Outline labeling records:

• • • • • • •

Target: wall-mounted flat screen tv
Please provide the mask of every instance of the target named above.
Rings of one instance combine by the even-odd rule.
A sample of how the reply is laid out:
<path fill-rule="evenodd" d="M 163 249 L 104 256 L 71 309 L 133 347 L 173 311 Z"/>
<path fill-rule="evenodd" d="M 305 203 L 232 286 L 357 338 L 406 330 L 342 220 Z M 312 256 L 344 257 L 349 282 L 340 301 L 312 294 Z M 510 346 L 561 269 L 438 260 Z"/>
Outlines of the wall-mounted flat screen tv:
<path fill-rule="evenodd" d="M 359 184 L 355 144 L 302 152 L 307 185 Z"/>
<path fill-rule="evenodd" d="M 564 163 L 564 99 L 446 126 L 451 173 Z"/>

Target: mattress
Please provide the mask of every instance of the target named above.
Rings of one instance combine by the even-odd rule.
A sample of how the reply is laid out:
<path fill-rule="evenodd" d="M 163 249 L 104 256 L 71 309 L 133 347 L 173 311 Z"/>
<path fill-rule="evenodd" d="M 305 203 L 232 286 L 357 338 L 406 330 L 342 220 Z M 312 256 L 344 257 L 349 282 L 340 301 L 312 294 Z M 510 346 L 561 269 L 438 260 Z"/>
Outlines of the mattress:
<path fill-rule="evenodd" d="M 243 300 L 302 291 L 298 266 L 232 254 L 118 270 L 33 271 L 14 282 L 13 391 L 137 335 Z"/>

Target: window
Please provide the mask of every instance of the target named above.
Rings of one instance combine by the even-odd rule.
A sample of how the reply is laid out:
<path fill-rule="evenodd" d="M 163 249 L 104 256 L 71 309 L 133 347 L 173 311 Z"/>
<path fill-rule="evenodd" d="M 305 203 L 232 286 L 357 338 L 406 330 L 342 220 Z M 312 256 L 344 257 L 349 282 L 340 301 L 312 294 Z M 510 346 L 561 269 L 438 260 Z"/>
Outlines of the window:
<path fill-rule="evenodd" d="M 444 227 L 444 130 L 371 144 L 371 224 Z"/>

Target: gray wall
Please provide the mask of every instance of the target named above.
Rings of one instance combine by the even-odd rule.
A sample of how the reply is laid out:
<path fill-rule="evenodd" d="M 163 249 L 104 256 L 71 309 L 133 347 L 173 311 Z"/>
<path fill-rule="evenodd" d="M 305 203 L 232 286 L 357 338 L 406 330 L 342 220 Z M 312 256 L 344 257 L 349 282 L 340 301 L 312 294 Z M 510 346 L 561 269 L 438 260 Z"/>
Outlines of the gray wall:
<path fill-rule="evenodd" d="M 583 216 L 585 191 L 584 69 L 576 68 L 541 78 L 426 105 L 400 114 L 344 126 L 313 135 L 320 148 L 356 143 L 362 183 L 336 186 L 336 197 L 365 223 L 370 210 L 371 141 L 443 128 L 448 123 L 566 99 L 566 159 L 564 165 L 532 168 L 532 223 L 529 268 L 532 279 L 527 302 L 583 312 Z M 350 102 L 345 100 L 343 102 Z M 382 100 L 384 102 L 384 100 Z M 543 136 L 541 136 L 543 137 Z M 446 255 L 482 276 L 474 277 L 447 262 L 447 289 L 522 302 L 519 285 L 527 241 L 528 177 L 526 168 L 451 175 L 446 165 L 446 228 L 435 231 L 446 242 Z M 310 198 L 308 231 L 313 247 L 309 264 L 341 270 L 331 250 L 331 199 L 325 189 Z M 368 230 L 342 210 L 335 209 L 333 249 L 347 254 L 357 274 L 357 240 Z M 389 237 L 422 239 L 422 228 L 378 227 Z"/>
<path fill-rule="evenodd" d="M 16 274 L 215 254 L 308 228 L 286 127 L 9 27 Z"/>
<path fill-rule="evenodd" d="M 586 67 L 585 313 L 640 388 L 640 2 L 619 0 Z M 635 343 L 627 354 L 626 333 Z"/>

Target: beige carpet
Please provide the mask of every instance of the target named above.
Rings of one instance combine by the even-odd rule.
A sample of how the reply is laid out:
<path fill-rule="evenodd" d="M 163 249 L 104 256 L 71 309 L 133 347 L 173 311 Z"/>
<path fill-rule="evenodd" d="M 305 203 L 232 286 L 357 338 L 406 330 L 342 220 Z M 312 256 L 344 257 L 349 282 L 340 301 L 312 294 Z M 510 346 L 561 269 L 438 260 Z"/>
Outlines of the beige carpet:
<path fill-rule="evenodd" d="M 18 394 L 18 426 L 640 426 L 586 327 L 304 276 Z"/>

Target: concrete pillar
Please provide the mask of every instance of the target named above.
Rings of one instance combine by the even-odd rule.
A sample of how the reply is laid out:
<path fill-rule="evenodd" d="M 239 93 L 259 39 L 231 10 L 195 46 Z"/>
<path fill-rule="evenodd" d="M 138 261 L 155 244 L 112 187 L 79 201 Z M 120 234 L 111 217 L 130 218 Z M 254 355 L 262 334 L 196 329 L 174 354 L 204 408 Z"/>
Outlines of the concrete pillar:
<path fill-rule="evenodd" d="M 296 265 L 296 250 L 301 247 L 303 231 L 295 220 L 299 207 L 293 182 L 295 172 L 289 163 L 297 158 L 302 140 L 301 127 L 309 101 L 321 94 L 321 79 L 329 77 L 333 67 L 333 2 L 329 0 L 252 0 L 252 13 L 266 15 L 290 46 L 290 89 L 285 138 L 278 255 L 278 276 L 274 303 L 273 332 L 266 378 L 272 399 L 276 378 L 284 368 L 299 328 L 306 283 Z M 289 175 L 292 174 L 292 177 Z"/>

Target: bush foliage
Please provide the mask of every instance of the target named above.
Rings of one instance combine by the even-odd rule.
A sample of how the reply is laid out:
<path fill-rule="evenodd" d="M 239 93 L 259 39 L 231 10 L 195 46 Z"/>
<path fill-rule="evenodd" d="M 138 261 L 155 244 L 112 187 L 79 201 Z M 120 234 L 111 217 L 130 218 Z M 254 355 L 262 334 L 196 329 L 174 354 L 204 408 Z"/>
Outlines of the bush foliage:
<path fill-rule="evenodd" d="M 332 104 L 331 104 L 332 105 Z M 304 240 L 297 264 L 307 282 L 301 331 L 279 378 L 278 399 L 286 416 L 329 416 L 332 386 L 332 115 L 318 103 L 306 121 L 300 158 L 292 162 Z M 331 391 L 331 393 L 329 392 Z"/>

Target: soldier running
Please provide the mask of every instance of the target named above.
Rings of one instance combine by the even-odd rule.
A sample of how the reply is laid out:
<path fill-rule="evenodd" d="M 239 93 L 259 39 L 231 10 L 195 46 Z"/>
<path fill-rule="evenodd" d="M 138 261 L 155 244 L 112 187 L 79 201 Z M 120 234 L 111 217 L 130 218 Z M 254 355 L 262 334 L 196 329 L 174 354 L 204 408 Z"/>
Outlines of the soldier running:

• • • • • • •

Short problem:
Reproduce these records in full, switching every occurrence of "Please provide" to "Return" and leaving all other text unchanged.

Response to the task:
Target: wall-mounted flat screen tv
Return the mask of every instance of the target named above.
Rings of one instance combine by the even-odd rule.
A sample of how the reply is laid out:
<path fill-rule="evenodd" d="M 163 249 L 104 256 L 71 309 L 133 347 L 173 311 Z"/>
<path fill-rule="evenodd" d="M 305 203 L 232 286 L 357 338 L 406 330 L 342 220 Z M 312 256 L 344 257 L 349 282 L 340 301 L 312 294 Z M 510 346 L 561 269 L 438 260 Z"/>
Outlines of the wall-mounted flat screen tv:
<path fill-rule="evenodd" d="M 359 184 L 355 144 L 302 152 L 307 185 Z"/>
<path fill-rule="evenodd" d="M 564 163 L 564 99 L 446 126 L 451 173 Z"/>

Target: mattress
Return the mask of every instance of the target named above.
Rings of one instance combine by the even-odd rule.
A sample of how the reply is laid out:
<path fill-rule="evenodd" d="M 163 249 L 104 256 L 71 309 L 133 347 L 173 311 Z"/>
<path fill-rule="evenodd" d="M 305 203 L 232 286 L 357 338 L 406 330 L 342 220 Z M 312 256 L 344 257 L 349 282 L 340 301 L 312 294 Z M 510 346 L 561 269 L 438 260 Z"/>
Outlines of the mattress:
<path fill-rule="evenodd" d="M 243 300 L 302 291 L 298 266 L 232 254 L 118 270 L 33 271 L 14 282 L 13 391 L 137 335 Z"/>

Target: window
Return the mask of every instance of the target named above.
Rings of one instance combine by the even-odd rule.
A sample of how the reply is laid out:
<path fill-rule="evenodd" d="M 163 249 L 104 256 L 71 309 L 133 347 L 173 311 Z"/>
<path fill-rule="evenodd" d="M 305 203 L 232 286 L 357 338 L 406 330 L 342 220 Z M 312 256 L 344 257 L 349 282 L 340 301 L 312 294 Z M 510 346 L 561 269 L 438 260 Z"/>
Outlines of the window:
<path fill-rule="evenodd" d="M 444 227 L 444 130 L 371 144 L 371 224 Z"/>

Target: gray wall
Return the mask of every instance of the target named above.
Rings of one instance combine by the even-odd rule.
A sample of how the reply is laid out:
<path fill-rule="evenodd" d="M 163 249 L 104 256 L 71 309 L 133 347 L 173 311 Z"/>
<path fill-rule="evenodd" d="M 305 203 L 232 286 L 357 338 L 406 330 L 342 220 Z M 312 256 L 344 257 L 349 282 L 340 301 L 312 294 Z M 510 346 L 561 269 L 438 260 Z"/>
Outlines of the gray wall:
<path fill-rule="evenodd" d="M 583 216 L 585 191 L 584 69 L 576 68 L 541 78 L 426 105 L 400 114 L 344 126 L 313 135 L 320 148 L 356 143 L 362 183 L 336 186 L 336 197 L 365 223 L 370 210 L 371 141 L 443 128 L 448 123 L 566 99 L 566 159 L 564 165 L 532 168 L 532 223 L 529 268 L 532 279 L 527 302 L 583 312 Z M 350 102 L 345 100 L 343 102 Z M 382 100 L 384 102 L 384 100 Z M 543 136 L 541 136 L 543 137 Z M 446 255 L 482 276 L 474 277 L 447 262 L 447 289 L 522 302 L 519 285 L 527 241 L 528 177 L 526 168 L 451 175 L 446 165 L 446 228 L 435 231 L 446 242 Z M 310 198 L 308 231 L 313 247 L 309 264 L 341 270 L 331 250 L 331 199 L 325 189 Z M 368 230 L 342 210 L 335 209 L 333 249 L 347 254 L 357 274 L 357 240 Z M 389 237 L 422 239 L 422 228 L 378 227 Z"/>
<path fill-rule="evenodd" d="M 16 274 L 215 254 L 308 228 L 286 127 L 9 27 Z"/>
<path fill-rule="evenodd" d="M 586 67 L 585 313 L 640 388 L 640 2 L 619 0 Z M 635 343 L 627 354 L 626 333 Z"/>

Target: beige carpet
Return the mask of every instance of the target named above.
Rings of one instance combine by the even-odd rule.
A sample of how the reply is laid out:
<path fill-rule="evenodd" d="M 163 249 L 104 256 L 71 309 L 133 347 L 173 311 Z"/>
<path fill-rule="evenodd" d="M 305 203 L 232 286 L 357 338 L 406 330 L 342 220 Z M 312 256 L 344 257 L 349 282 L 340 301 L 312 294 Z M 510 346 L 561 269 L 438 260 Z"/>
Outlines of the beige carpet:
<path fill-rule="evenodd" d="M 18 394 L 18 426 L 640 426 L 586 327 L 304 276 Z"/>

Target: concrete pillar
Return the mask of every instance of the target named above.
Rings of one instance combine by the even-odd rule.
A sample of how the reply is laid out:
<path fill-rule="evenodd" d="M 239 93 L 259 39 L 231 10 L 195 46 Z"/>
<path fill-rule="evenodd" d="M 138 261 L 155 244 L 112 187 L 79 201 Z M 120 234 L 111 217 L 130 218 Z M 254 355 L 262 334 L 196 329 L 174 354 L 204 408 Z"/>
Outlines of the concrete pillar:
<path fill-rule="evenodd" d="M 296 265 L 296 250 L 301 247 L 303 231 L 295 220 L 299 207 L 293 182 L 295 172 L 289 163 L 297 158 L 302 140 L 301 127 L 309 101 L 321 94 L 321 79 L 329 77 L 333 67 L 333 2 L 329 0 L 252 0 L 252 13 L 266 15 L 290 46 L 290 89 L 285 138 L 278 255 L 278 276 L 274 303 L 273 332 L 266 378 L 272 399 L 276 378 L 284 368 L 299 328 L 306 283 Z M 289 175 L 292 174 L 292 177 Z"/>

Target: bush foliage
Return the mask of every instance of the target named above.
Rings of one instance combine by the even-odd rule.
A sample of how the reply is laid out:
<path fill-rule="evenodd" d="M 239 93 L 259 39 L 231 10 L 195 46 Z"/>
<path fill-rule="evenodd" d="M 138 261 L 155 244 L 112 187 L 79 201 Z M 120 234 L 111 217 L 130 218 Z M 254 355 L 262 334 L 196 329 L 174 354 L 204 408 Z"/>
Outlines of the bush foliage:
<path fill-rule="evenodd" d="M 332 104 L 331 104 L 332 105 Z M 304 240 L 297 264 L 307 282 L 301 331 L 279 378 L 278 399 L 286 416 L 329 416 L 332 386 L 332 115 L 318 103 L 306 121 L 300 158 L 292 162 Z M 331 391 L 331 393 L 329 392 Z"/>

Target: soldier running
Return the mask of every instance of the target named above.
Rings of one instance combine by the even-odd rule.
A sample of how the reply is laid out:
<path fill-rule="evenodd" d="M 239 93 L 259 39 L 231 10 L 195 46 Z"/>
<path fill-rule="evenodd" d="M 138 261 L 155 244 L 112 187 L 79 201 Z M 120 234 L 111 217 L 130 218 Z M 254 355 L 262 334 L 196 329 L 174 354 L 204 408 Z"/>
Outlines of the soldier running:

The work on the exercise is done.